**Stated exercise**:
Reproduce all the records below with every "whole pixels" replaced by "integer pixels" and nothing else altered.

**Dataset rows**:
----------
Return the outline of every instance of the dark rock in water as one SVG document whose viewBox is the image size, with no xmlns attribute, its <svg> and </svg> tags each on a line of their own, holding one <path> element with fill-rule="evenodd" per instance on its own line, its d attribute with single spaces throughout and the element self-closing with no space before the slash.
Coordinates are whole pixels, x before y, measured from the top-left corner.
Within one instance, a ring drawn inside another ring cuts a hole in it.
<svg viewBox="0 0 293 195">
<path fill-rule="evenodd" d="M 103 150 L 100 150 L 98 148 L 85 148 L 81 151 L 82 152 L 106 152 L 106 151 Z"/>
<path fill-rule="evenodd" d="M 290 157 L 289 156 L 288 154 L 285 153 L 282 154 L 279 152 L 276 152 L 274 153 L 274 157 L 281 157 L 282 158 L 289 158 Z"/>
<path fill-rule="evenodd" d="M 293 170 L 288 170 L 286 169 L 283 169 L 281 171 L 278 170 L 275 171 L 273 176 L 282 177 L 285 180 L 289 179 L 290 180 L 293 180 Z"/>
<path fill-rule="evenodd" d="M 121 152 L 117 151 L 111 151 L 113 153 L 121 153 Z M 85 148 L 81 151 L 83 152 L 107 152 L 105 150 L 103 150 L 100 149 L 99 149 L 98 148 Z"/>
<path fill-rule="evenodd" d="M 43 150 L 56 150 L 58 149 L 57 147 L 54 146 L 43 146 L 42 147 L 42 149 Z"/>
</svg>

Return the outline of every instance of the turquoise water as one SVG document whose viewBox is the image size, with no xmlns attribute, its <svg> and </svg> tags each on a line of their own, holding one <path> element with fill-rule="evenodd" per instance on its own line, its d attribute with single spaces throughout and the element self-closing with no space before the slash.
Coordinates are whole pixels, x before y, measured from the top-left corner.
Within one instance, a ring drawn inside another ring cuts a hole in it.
----------
**Right answer**:
Return the outline of every instance of the dark rock in water as one SVG document whose viewBox is the image size, with no xmlns attribute, its <svg> and </svg> tags each on a line of their own, holding one <path> element with fill-rule="evenodd" per instance on its own line, its d attribute with single spaces throughout and the element self-closing with no space before the slash.
Coordinates are integer pixels, x before y, measured from the top-left corner.
Within one instance, a ring drawn inside another ring cuts a hole in it.
<svg viewBox="0 0 293 195">
<path fill-rule="evenodd" d="M 103 150 L 100 150 L 98 148 L 85 148 L 81 151 L 82 152 L 106 152 L 106 151 Z"/>
<path fill-rule="evenodd" d="M 290 157 L 289 156 L 288 154 L 285 153 L 282 154 L 279 152 L 276 152 L 274 153 L 274 157 L 281 157 L 282 158 L 289 158 Z"/>
<path fill-rule="evenodd" d="M 293 170 L 288 170 L 286 169 L 283 169 L 281 171 L 278 170 L 275 171 L 273 176 L 282 177 L 285 180 L 289 179 L 290 180 L 293 180 Z"/>
<path fill-rule="evenodd" d="M 121 152 L 117 151 L 111 151 L 113 153 L 121 153 Z M 85 148 L 81 151 L 83 152 L 107 152 L 105 150 L 103 150 L 100 149 L 99 149 L 98 148 Z"/>
<path fill-rule="evenodd" d="M 43 150 L 56 150 L 58 149 L 57 147 L 54 146 L 43 146 L 42 147 L 42 149 Z"/>
</svg>

Return the outline of every instance of the turquoise water as one SVG document whose viewBox is the image size, with no xmlns attribute, its <svg> and </svg> tags each on a line of their own, holding one <path> element with fill-rule="evenodd" per instance on its own line, its d attribute with single spaces throughout and the element self-closing with no space before the slash.
Coordinates are integer pixels, x before y, measured from the top-left corner.
Within one instance, a ring drawn inside another ring cuts a hole in it.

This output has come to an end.